Material for this exercise: Begin
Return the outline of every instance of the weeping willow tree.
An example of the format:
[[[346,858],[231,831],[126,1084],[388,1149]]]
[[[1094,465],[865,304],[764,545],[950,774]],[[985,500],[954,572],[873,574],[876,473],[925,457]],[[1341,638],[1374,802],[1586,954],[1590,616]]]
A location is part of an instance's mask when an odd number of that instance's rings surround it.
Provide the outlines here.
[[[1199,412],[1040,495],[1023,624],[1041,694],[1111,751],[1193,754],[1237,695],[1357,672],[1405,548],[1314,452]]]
Material for this exercise: End
#### What is expected
For each line above that includes "instance", make a copy.

#### Your solution
Return the outline of every instance of the weeping willow tree.
A location is part of an instance's mask when an odd number of that instance's rings surround it.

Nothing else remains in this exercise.